# JOUW OPDRACHT:
Geef de titel van het programmatische essay dat Alfred Hegenscheidt volgens de tekst over hem in 1894 leverde.

# TEKST:
Hegenscheidt, Alfred
Eig. Alfred Fréderic, dichter, essayist en
toneelschrijver, van Duitse komaf (Sint-Jans-Molenbeek 6.4.1866-Menton,
Frankrijk, 9.2.1964). Na het behalen van de akte in 1885, was hij
achtereenvolgens onderwijzer te Loth (1886-1887) en Brussel (1887-1895); in
1894 promoveerde hij summa cum laude op een niet in druk verschenen
proefschrift tot doctor in de natuurwetenschappen; van 1903 tot 1913 was hij
leraar aardrijkskunde te Brussel, vervolgens werd hij als docent aan de
Université Libre de Bruxelles aangesteld, welke aanstelling in 1919
omgezet werd in een gewoon hoogleraarschap (tot 1936). Als lid (vanaf 1887) van
het Brusselse dicht- en kunstgenootschap De Distel behoorde hij reeds vroeg tot
de vriendenkring van de stichters van Van Nu en Straks, waarin zijn
eerste bijdragen verschenen. Met het programmatische essay Rythmus
(1894) leverde hij na Vermeylen en Van Langendonck een van de literaire
manifesten waarmee de heterogene Van Nu en Straks-groep tot een coherent
en dynamisch geheel kon uitgroeien. In tegenstelling met de esthetica van De
Nieuwe Gids was dat een pleidooi voor een organisch uit de dichter
groeiende, levensechte kunst die dicht bij het volk zou staan en mee zou helpen
aan de verdere `menschwording'.

# UITTREKSEL GEGEVENS:
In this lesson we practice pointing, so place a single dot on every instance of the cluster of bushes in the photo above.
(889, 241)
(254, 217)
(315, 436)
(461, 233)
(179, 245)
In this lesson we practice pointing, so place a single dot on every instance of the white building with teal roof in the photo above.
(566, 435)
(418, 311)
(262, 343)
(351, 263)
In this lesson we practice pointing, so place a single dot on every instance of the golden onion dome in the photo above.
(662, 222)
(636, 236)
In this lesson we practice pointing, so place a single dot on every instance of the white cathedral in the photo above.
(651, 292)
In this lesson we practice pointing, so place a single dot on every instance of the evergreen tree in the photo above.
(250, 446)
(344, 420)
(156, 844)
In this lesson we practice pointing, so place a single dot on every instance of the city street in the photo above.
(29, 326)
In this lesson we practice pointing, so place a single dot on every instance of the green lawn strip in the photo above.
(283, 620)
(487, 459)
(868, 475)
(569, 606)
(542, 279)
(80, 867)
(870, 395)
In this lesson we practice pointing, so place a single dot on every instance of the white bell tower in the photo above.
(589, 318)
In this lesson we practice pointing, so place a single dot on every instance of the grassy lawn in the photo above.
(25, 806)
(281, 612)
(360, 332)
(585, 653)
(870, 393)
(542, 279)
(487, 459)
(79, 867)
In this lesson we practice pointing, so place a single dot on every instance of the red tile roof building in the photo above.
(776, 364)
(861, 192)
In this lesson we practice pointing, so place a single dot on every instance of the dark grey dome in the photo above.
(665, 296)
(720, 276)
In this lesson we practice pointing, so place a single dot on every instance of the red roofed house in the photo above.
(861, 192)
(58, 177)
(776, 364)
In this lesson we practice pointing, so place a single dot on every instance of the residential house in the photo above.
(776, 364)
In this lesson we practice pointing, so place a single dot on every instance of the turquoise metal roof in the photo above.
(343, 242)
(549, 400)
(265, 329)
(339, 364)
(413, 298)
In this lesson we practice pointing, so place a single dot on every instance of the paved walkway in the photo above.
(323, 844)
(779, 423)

# ANTWOORD:
Rythmus